Boundary labeling items
* Begin *
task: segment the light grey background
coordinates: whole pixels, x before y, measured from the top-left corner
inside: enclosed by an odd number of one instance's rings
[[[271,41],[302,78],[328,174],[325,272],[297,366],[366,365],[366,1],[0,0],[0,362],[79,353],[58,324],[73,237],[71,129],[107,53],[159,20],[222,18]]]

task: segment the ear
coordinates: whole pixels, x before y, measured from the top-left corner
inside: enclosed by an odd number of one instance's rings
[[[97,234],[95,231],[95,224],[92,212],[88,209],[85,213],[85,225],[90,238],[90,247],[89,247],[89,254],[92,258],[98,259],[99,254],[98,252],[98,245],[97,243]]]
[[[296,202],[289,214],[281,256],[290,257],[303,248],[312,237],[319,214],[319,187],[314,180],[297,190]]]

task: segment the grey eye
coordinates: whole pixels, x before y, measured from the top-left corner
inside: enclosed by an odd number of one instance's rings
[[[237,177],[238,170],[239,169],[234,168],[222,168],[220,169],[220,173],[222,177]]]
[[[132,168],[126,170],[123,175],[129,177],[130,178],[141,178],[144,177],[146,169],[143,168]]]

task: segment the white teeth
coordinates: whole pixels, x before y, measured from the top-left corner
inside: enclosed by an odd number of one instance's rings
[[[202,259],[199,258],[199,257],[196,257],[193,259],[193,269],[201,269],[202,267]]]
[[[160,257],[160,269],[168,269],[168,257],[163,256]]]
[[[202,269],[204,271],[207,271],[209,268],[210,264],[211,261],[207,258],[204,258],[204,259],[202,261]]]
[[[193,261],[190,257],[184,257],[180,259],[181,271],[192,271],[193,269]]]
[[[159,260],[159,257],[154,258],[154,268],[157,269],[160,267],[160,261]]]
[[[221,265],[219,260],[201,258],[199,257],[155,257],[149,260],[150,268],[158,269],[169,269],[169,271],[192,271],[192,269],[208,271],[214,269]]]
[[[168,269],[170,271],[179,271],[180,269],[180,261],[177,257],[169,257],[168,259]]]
* End *
■ AIM
Copy the material above, starting at the line containing "task: segment the white teeth" and ending at the line containing "[[[160,257],[160,269],[168,269],[168,257],[163,256]]]", and keep every line in that range, the request lines included. Offset every coordinate in the outlines by adding 25 to it, and change nothing else.

■ ANSWER IN FULL
task: segment the white teeth
coordinates: whole pixels, x before y, measured from the top-left corner
inside: enclosed by an odd number of one instance's rings
[[[227,284],[224,283],[224,282],[221,282],[218,284],[218,294],[226,294],[227,292]]]
[[[185,282],[185,294],[193,294],[193,282],[188,281]]]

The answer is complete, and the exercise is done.